## READING TEXT:
+ + + + + + +

If you turn to your friends or your family and say, “I’m really struggling with how I’m supposed to process the information that I’m receiving up here,” you’re told you’re ungrateful or you’re out of your mind or you really need to check your ego. I reached a point where it was like, no, I don’t have the skill set to survive punishing my mind, body, spirit five to six nights a week in front of strangers singing songs that are very personal to me and I hear the cheering and I see the flash bulbs popping, but I’m so numb that I can’t feel what’s happening. So in a lot of ways, that song and the themes from the album are still real.

A man in a gray suit playing an acoustic guitar and singing into a microphone on a stage
Billy Corgan of the Smashing Pumpkins performs at the Theatre at Ace Hotel in Los Angeles in 2017.
(Chris Pizzello / Invision / Associated Press)

You’ve said in the “Mellon Collie” sessions, you guys were working on 50 songs at once, that you’re working for six hours a day, just really intense in the studio. What are your thoughts as you think back to that? Were there any memories that really arise for you?

Despite our public persona of being dysfunctional and brawling, we were quite quiet in the rehearsal space. We almost never had guests and 97% of the time, it was just the four of us in a room working.

+ + + + + + +

## DATA EXTRACTS:
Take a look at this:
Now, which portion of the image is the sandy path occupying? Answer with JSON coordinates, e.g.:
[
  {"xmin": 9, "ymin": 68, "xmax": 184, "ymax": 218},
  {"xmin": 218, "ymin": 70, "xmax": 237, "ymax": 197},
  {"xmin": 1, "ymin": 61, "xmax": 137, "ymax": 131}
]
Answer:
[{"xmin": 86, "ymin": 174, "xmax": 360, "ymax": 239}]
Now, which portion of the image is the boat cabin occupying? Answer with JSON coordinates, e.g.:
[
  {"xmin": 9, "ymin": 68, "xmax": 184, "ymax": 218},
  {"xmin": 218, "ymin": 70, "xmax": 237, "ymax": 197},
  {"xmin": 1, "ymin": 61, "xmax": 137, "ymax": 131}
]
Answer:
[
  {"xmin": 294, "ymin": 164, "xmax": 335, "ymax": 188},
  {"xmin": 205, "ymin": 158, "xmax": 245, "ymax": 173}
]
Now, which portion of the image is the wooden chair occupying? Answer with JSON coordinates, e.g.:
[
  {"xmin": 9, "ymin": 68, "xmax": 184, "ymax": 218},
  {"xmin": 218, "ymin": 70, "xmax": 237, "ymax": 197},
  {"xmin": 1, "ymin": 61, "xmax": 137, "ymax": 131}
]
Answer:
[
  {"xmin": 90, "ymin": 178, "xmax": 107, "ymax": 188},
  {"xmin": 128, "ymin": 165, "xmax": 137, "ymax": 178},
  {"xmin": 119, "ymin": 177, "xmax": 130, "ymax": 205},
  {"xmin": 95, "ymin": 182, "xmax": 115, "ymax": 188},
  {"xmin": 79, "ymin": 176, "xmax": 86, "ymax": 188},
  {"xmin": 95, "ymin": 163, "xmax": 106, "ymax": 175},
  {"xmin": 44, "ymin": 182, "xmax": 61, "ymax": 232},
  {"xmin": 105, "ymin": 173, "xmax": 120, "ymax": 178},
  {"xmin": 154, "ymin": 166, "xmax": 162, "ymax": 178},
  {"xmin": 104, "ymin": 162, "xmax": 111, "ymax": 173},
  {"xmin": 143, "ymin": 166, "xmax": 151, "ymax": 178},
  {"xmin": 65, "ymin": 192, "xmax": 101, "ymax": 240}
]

+ + + + + + +

## USING THE INFORMATION:
[1] Decide whether each statement agrees with the Billy Corgan interview, answering yes or no and quoting the words of the interview that settle it. (a) The band usually had guests in the rehearsal space. (b) The photo caption places the performance at the Theatre at Ace Hotel in Los Angeles. (c) The speaker says the song and the album's themes are no longer real.
[2] Carry on the Billy Corgan interview from its last sentence.

## YOUR RESPONSES:
[1]
(a) No: "We almost never had guests"
(b) Yes: "performs at the Theatre at Ace Hotel in Los Angeles in 2017"
(c) No: "that song and the themes from the album are still real"

[2]
So, the real memory for me is just day after day after day of trying tons and tons of different ideas, and it started to wind itself into a story through those 60-plus songs, many of which came out in those few years. It was our best period of musical alignment and I think you can hear that. We worked very hard and very peacefully together for eight months to put all that together.

We had just come off a tour, “Siamese Dream,” which was a 14-month tour, and we went in the studio for eight months, made the “Mellon Collie” record, and we immediately went back on tour. And that tour was 22 months long. So when you ask my memory from that time, it’s like, can you describe the blur? It was a really beautiful blur, you know?

You said something really interesting earlier about “Tonight, Tonight” coming to you with the sound of an orchestra. Talk about what it was like to see that song and this album come to life as an opera with Chicago Lyric.

The idea that I would even not only write something on the piano, and now, a full orchestra is playing that song here in Chicago with the lyrics I wrote ... is totally mind-blowing. The first time I heard it with an orchestra, I started to cry, because I thought, this is so crazy. This song that I used to teach myself how to play the piano was now being played by some of the greatest musicians in the world in this beautiful opera hall. I can’t explain to you the strangeness of that journey.

I was made fun of [for using classical instruments in ’90s rock music]. It was seen as too precocious or too artsy or too, I don’t know, overly grand. And now, if you look at alternative music, I mean, there’s been an absolute explosion of people using unconventional instrumentation within the breath of alternative music, as it should be. So it makes me laugh now that there was a time where somehow that was pseudo-controversial.

Coming to my last question for you, how did this album impact your life 30 years later and impact your artistry?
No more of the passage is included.